Problem statement:
Count the lines in the rows below that contain the word "beige", with case counting. Give only the number.

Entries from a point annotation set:
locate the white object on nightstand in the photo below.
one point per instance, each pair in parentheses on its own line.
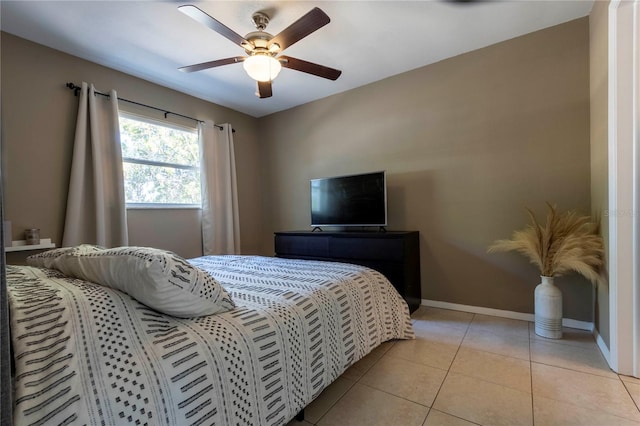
(21,245)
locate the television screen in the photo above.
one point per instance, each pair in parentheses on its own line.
(354,200)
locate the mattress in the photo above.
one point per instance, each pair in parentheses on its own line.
(88,354)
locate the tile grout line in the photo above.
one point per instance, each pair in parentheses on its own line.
(533,411)
(435,398)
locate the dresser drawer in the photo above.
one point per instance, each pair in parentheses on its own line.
(302,246)
(389,249)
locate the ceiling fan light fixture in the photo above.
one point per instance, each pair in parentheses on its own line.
(261,67)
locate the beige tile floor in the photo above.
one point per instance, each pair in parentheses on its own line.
(466,369)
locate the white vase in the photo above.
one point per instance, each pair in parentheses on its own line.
(548,309)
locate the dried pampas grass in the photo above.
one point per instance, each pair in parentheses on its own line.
(566,242)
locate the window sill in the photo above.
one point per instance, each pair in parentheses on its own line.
(163,206)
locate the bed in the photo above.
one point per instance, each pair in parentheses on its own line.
(88,353)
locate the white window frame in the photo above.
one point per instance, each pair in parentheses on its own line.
(157,122)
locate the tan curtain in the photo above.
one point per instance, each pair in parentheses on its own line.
(96,211)
(220,220)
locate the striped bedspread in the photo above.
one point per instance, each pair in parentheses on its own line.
(87,354)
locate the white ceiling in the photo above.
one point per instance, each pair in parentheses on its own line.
(367,40)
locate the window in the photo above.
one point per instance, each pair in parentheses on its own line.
(161,163)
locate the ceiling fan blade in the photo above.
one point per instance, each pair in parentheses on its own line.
(301,28)
(212,64)
(264,89)
(309,67)
(217,26)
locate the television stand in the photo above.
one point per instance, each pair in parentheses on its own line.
(395,254)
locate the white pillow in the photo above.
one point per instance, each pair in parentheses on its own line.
(157,278)
(46,258)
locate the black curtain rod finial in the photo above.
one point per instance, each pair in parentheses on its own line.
(76,90)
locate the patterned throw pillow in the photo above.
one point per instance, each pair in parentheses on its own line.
(46,258)
(157,278)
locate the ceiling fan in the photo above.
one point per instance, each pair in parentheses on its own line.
(263,62)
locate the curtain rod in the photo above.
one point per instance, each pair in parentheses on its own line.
(76,90)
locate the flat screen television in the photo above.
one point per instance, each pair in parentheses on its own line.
(353,200)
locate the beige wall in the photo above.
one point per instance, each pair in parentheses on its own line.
(598,66)
(38,119)
(467,143)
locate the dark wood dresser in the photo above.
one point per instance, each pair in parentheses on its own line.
(396,254)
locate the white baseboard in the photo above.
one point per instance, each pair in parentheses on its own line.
(567,322)
(603,347)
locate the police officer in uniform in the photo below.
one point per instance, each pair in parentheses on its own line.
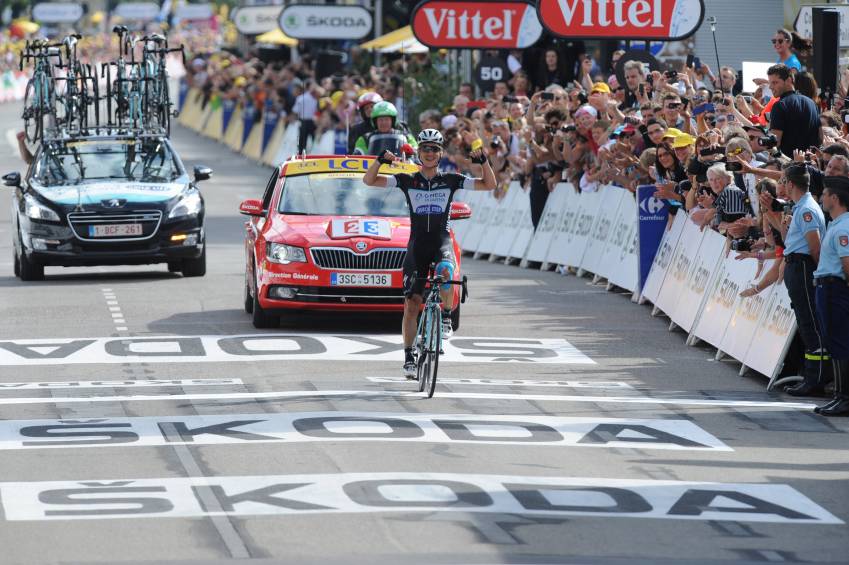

In response:
2